=== Provided information ===
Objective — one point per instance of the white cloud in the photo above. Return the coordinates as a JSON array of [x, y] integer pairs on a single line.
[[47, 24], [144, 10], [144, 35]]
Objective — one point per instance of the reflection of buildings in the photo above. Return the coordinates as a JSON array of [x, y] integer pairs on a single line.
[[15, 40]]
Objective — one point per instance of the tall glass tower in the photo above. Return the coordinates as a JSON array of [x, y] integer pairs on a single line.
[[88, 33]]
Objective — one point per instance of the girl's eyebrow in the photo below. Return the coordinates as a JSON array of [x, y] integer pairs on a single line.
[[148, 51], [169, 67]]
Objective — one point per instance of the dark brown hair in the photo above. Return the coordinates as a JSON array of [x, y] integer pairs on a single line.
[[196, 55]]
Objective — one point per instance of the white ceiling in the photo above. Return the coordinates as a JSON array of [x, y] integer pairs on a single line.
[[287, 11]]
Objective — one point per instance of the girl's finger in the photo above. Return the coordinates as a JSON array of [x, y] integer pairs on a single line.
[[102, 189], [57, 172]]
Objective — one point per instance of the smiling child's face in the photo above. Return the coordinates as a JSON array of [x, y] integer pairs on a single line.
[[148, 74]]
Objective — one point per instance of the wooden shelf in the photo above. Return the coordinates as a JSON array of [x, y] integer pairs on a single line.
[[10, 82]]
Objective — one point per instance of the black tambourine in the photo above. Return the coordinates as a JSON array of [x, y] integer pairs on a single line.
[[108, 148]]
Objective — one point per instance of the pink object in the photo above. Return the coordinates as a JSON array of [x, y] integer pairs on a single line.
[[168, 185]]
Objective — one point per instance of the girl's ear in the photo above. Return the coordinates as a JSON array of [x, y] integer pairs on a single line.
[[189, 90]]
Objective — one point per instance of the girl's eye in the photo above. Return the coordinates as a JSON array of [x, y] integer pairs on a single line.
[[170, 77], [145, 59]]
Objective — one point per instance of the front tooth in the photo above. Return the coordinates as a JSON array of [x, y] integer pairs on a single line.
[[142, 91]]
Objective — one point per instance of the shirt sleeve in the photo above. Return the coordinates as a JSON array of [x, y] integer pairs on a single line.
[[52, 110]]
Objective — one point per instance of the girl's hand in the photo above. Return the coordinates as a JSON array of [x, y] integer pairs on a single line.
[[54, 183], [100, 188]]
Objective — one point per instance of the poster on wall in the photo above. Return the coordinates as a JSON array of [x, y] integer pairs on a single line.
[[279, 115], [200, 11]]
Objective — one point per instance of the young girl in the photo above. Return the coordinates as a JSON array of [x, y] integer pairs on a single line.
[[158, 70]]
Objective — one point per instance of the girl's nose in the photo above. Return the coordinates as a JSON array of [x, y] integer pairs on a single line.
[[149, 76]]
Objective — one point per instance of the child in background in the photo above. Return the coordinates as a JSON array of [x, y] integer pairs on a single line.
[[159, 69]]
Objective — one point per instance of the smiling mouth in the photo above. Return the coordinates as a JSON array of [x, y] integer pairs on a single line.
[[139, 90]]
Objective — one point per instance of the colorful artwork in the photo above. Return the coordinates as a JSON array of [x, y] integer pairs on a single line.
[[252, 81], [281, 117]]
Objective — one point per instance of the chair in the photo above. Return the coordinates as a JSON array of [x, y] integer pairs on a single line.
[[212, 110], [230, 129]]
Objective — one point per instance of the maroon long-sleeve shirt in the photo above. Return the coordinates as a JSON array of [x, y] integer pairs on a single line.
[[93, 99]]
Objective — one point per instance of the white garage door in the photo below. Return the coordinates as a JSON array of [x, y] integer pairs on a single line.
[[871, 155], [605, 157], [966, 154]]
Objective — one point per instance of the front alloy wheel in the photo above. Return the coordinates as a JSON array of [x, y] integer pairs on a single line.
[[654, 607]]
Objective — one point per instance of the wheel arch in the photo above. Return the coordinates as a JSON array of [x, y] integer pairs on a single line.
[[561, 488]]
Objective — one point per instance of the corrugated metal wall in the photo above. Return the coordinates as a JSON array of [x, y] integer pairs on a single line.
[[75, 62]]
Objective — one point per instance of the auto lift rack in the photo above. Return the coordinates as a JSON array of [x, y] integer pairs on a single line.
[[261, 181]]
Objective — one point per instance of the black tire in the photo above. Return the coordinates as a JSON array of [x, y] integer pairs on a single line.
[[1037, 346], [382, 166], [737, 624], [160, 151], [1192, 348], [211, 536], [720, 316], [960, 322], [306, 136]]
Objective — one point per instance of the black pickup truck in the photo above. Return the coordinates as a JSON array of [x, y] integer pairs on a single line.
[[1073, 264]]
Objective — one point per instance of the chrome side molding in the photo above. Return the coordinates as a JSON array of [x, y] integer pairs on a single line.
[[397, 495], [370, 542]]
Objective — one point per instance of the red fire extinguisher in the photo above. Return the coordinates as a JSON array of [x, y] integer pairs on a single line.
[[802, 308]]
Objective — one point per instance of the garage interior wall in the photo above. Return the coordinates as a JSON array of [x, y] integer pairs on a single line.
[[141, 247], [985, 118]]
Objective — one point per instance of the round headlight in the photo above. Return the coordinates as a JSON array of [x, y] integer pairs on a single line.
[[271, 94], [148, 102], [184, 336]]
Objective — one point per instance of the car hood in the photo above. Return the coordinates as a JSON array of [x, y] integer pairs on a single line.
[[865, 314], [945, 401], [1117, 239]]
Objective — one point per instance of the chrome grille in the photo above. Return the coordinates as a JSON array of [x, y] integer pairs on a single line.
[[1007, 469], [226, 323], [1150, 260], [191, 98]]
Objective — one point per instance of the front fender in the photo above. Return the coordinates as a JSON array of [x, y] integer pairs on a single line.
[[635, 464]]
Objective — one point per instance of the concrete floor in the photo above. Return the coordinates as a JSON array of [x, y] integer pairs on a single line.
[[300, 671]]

=== Instruction ===
Repeat the records above exactly, from the first line to the last.

=== The response ===
Objective — one point per instance of the white cloud in the photo above. Return the coordinates as a JSON array of [x, y] integer pairs on a single line.
[[47, 24], [144, 10], [144, 35]]
Objective — one point per instance of the reflection of buildings in the photo above. Return the coordinates as a JSON array of [x, y] integer pairs on a single line.
[[15, 40]]
Objective — one point per instance of the tall glass tower in the photo above. Return the coordinates as a JSON array of [x, y] integer pairs on a single line.
[[88, 33]]
Objective — one point per instance of the girl's eyebrow in the photo below. Return the coordinates as a JSON array of [x, y] integer pairs on a single line.
[[148, 51], [169, 67]]
Objective — one point per instance of the dark brown hair in the photo above. Return the coordinates as a JSON array of [x, y] integer pairs on a single line.
[[196, 55]]
Objective — one point per instance of the white ceiling in the photo above. Return the coordinates as a JSON array of [x, y] integer pairs on a single line.
[[287, 11]]
Objective — one point per instance of the girl's finger in the photo above. Return the coordinates as a JSON array of [x, y] integer pairs on a single line.
[[102, 189], [57, 172]]
Objective — one point per instance of the smiling child's face in the photo above. Return the coordinates as a JSON array of [x, y] integer pairs on a single line.
[[148, 74]]
Objective — one point per instance of the wooden shelf in the photo above. Return the coordinates as a JSON array of [x, y] integer pairs on a single line.
[[10, 82]]
Objective — one point per instance of the black tambourine in the photo above. Return the coordinates as a JSON array of [x, y] integer pairs on a single line.
[[108, 148]]
Objective — one point per instance of the pink object in the photo above. Return the coordinates as a JSON array of [x, y] integer pairs on a single line.
[[168, 185]]
Objective — one point per instance of the girl's ear in the photo above. Return the coordinates as a JSON array of [x, y] integer pairs on a single line.
[[189, 90]]
Objective — one point per instance of the girl's eye in the photo above. Return the coordinates as a JSON array of [x, y] integer pairs on a single line.
[[170, 77], [145, 59]]
Objective — one point per instance of the front tooth in the photo above. Return the coordinates as a JSON array of [x, y] integer pairs on a single line.
[[142, 91]]
Objective — one point per instance of the shirt sleeve in the photo above. Return the coordinates as a JSON array of [x, y] integer pairs on a single line.
[[52, 110]]
Objective — one point per instance of the girl's hand in the photo above. Return the coordinates as a JSON array of [x, y] integer pairs on a single line.
[[54, 183], [100, 188]]
Objective — one point per instance of the poster on wall in the photo above. Return the coordinates as a JSON array of [x, y] integer pairs on a single line.
[[279, 115], [200, 11]]
Objective — one point per instance of the young girl in the photo above. Return the coordinates as a JSON array of [x, y] integer pairs on a single line.
[[158, 70]]
Objective — one point per instance of the girl's nose in the photo above. Return the coordinates as a JSON array of [x, y] integer pairs on a single line.
[[149, 76]]
Objective — one point per instance of the child in background in the photo above. Return the coordinates as a JSON array of [x, y] integer pairs on a single line.
[[159, 69]]
Objective — one point per instance of the smiling mouth in the photo above. Return the coordinates as a JSON array of [x, y] integer pairs on a single line.
[[139, 90]]
Objective — one point per instance of the colorful artwork in the photo above. Return the coordinates as a JSON array of [x, y] integer pairs on a single line.
[[252, 81], [281, 117]]
Objective — one point per instance of the chair in the photo above. Return the coordinates as a JSON array of [x, y] integer pairs on a single line.
[[212, 110], [230, 129]]
Objective — one point per instance of the maroon long-sleeve shirt in the photo above. Return the coordinates as a JSON array of [x, y] integer pairs on a single line.
[[93, 99]]
Objective — one point per instance of the white garage door in the photo below. Return the coordinates as a JSON array of [x, y] integer pairs on a single line.
[[871, 155], [605, 157], [966, 154]]
Objective — one point per instance of the front alloy wheel in the photo above. Return the coordinates as a JSON array of [x, y] integer pairs on a single line.
[[654, 607]]
Objective — one point per instance of the wheel arch in the photo above. Return the coordinates as a JSON array of [x, y] integer pairs on a single line.
[[561, 488]]
Objective — one point per instance of the corrugated metal wall in the photo above. Return the coordinates as a JSON array of [x, y] integer pairs on a single line.
[[75, 62]]
Objective — one point per instance of the auto lift rack in the photo above. Return the coordinates as a JSON array of [x, y] integer pairs on a single line.
[[261, 181]]
Objective — one point per instance of the black tire in the photo above. Return the coordinates as a JSON array of [x, y] integer pairs on a single line.
[[1037, 346], [382, 166], [737, 624], [160, 151], [1192, 348], [211, 536], [720, 316], [960, 322], [306, 136]]
Objective — one point per instance of the black pickup truck in the photo above. Return the coordinates as a JSON array of [x, y] integer pairs on a single line.
[[1073, 264]]
Objective — one point per instance of the chrome side molding in the photo above. Return the coordinates as a JSON array of [x, y] integer pairs on a single line.
[[397, 495], [370, 542]]
Objective — one point per instance of the red fire extinguisher in the photo above. Return the coordinates as a JSON array of [x, y] integer pairs on a single line.
[[802, 308]]
Objective — one point per instance of the garage interior wall in the photo above. Return the coordinates as a JSON array of [x, y] integer pairs on a single line.
[[141, 247], [985, 118]]
Objective — one point per instance of the round headlight in the photo above. Return the coordinates as a JSON array of [x, y] integer pairs on a single line.
[[271, 94], [148, 102], [184, 336]]
Objective — one point per instance of the car hood in the photo above. Return the coordinates as a JSON array of [x, y] integer pairs on a single line.
[[865, 314], [945, 401], [1117, 239]]
Objective — one point per instance of the chrome grille in the photo above. Return the coordinates as a JSON array of [x, y] integer pairs on a single line.
[[1007, 469], [226, 323], [1150, 260], [191, 98]]
Objective — one point per instance of the front fender in the photo above. Return the coordinates as a JSON array of [x, y] integer pairs on a single line.
[[635, 464]]
Objective — one point per instance of the concrete floor in the photo above. Return the coordinates as a JSON array of [x, y] integer pairs on a single line.
[[300, 671]]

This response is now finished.